## EXTRACT TO READ

########################################

Chapter 13. Query Optimization

Introduction

One of the key ideas behind XQuery was to create a language with a solid formal basis, like SQL has the relational calculus, and to encourage query optimization. In this chapter we explore what the XQuery standard says about optimization, and the effects query optimization have on your query—actually, more what effects your queries have on the optimizations that can be performed.

Every XQuery implementation optimizes its queries differently. Some don't perform any optimization at all, while others optimize queries so much you wouldn't even recognize them anymore. Here we focus on what optimizations can be performed, not necessarily what optimizations are performed by your particular implementation.

Common Query Optimizations

Let's begin by taking a look at three evaluation strategies commonly employed by XQuery implementations to achieve optimal performance.

Lazy Evaluation

The best way for a program to go quickly is to not compute anything at all—an empty loop sure is fast! Seriously though, not evaluating expressions whose values will never be used is one of the chief optimization techniques available to an XQuery processor.

Lazy evaluation applies to almost every XQuery expression. For example, dead code elimination involves not compiling functions that are never used. Variables are typically not evaluated until used. Operators such as and and or are short-circuited, meaning that if one operand is enough to determine the whole expression, then the other can be skipped. Function parameters that aren't used by the function needn't be evaluated.

Early Evaluation

Although it may seem contradictory, many expressions also benefit from being evaluated only once, and as early as possible. You are probably already familiar with many of the terms used to describe these kinds of optimizations.

########################################

## RECORD SET

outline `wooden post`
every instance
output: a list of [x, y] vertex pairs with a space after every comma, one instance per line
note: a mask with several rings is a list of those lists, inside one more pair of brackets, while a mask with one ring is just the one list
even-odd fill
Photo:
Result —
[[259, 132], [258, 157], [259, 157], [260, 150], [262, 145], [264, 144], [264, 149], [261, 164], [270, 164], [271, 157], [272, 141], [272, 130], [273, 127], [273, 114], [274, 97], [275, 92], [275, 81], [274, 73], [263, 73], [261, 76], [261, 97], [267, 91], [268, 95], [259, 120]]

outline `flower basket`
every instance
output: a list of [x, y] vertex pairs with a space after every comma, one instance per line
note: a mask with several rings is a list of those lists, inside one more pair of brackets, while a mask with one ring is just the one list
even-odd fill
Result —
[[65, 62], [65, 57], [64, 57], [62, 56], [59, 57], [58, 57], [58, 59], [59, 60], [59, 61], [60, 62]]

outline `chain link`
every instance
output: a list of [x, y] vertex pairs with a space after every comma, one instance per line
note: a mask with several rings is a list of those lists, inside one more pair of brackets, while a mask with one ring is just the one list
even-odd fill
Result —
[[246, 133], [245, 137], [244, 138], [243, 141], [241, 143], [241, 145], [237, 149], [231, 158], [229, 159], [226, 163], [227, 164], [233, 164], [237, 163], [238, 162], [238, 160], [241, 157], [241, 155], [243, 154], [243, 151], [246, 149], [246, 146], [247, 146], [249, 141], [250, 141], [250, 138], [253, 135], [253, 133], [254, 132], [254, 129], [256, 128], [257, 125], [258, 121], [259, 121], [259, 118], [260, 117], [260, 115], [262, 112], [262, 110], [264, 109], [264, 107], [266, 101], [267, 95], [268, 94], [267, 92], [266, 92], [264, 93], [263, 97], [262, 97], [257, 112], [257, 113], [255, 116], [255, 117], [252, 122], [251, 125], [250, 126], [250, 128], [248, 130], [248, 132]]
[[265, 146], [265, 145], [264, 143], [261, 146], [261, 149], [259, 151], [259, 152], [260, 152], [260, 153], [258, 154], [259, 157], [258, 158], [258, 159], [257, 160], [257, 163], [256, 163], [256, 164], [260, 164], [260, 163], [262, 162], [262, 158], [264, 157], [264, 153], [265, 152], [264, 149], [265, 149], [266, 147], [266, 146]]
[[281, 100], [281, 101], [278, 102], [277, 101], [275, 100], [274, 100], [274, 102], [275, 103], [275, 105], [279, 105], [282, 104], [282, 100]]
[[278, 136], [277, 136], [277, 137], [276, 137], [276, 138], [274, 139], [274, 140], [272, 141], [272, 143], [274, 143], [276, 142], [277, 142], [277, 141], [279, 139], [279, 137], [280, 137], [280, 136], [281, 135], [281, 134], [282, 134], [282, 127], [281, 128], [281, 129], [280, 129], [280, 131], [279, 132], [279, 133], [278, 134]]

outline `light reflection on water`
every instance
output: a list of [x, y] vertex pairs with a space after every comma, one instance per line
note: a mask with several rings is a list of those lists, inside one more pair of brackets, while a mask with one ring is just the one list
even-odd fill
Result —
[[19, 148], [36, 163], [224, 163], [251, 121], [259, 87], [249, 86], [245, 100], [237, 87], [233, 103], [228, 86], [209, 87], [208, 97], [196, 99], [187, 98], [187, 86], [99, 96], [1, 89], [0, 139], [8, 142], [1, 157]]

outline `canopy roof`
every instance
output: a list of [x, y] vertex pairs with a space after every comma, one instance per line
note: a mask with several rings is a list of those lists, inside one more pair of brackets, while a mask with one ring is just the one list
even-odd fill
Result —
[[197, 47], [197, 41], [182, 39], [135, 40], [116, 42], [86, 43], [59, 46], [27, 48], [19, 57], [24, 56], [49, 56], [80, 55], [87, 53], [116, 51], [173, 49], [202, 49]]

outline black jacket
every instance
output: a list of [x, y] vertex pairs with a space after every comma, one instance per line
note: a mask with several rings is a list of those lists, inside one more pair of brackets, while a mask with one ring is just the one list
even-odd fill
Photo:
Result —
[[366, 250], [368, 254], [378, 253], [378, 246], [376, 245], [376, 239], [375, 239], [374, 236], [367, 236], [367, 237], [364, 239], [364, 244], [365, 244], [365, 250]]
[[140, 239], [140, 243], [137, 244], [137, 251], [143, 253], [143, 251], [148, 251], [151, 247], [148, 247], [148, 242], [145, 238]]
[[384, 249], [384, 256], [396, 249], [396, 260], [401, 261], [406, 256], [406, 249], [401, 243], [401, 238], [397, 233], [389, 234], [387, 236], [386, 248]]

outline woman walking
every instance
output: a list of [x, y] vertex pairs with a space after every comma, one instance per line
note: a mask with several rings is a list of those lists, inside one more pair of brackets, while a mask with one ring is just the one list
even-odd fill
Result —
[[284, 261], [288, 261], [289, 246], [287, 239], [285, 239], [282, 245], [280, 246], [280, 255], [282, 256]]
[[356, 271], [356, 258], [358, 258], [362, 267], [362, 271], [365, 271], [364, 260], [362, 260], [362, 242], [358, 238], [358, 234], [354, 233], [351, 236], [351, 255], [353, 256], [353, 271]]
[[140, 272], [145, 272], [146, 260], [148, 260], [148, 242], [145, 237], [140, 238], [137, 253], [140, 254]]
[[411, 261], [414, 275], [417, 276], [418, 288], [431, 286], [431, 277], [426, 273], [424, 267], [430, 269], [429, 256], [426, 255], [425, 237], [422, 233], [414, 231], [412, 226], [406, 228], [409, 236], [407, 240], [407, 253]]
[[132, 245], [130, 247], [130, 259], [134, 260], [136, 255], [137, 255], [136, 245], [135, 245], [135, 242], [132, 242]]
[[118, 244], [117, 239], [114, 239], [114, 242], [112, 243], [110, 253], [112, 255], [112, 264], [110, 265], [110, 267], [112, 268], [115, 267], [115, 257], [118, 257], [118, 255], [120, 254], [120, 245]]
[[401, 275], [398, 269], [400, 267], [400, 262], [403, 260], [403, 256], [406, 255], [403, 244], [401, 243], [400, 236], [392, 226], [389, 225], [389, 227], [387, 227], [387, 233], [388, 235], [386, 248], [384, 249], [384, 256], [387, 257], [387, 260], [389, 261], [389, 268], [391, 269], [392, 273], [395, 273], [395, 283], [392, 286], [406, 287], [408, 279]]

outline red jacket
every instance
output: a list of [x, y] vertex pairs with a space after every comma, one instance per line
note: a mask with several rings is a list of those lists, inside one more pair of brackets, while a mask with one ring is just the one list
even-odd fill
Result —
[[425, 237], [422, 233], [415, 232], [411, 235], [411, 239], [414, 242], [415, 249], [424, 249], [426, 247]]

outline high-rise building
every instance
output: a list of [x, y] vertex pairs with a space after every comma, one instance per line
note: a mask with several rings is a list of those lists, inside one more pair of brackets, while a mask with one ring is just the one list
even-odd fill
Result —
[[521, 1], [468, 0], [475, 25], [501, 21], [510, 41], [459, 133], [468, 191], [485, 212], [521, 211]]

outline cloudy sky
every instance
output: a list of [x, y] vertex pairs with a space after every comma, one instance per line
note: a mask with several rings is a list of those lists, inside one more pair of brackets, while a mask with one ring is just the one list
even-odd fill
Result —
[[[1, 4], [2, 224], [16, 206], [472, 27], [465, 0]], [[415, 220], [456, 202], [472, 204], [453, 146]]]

########################################

## STATED PROBLEM 1
Please reproduce the passage of the query optimization text word for word, beginning at the words "Common Query Optimizations" and stopping after "needn't be evaluated.".
## STATED PROBLEM 2
Rewrite the entries from the line that has "outline high-rise building" through the line that has "212], [521, 211]]", both included, with the requests kept as they are, and give only those lines. Multiply every coordinate in the answers by 1.45 and round each to a whole number, with halves rounding up.

## EXERCISE ANSWER 1
Common Query Optimizations

Let's begin by taking a look at three evaluation strategies commonly employed by XQuery implementations to achieve optimal performance.

Lazy Evaluation

The best way for a program to go quickly is to not compute anything at all—an empty loop sure is fast! Seriously though, not evaluating expressions whose values will never be used is one of the chief optimization techniques available to an XQuery processor.

Lazy evaluation applies to almost every XQuery expression. For example, dead code elimination involves not compiling functions that are never used. Variables are typically not evaluated until used. Operators such as and and or are short-circuited, meaning that if one operand is enough to determine the whole expression, then the other can be skipped. Function parameters that aren't used by the function needn't be evaluated.

## EXERCISE ANSWER 2
outline high-rise building
every instance
output: a list of [x, y] vertex pairs with a space after every comma, one instance per line
note: a mask with several rings is a list of those lists, inside one more pair of brackets, while a mask with one ring is just the one list
even-odd fill
Result —
[[755, 1], [679, 0], [689, 36], [726, 30], [740, 59], [666, 193], [679, 277], [703, 307], [755, 306]]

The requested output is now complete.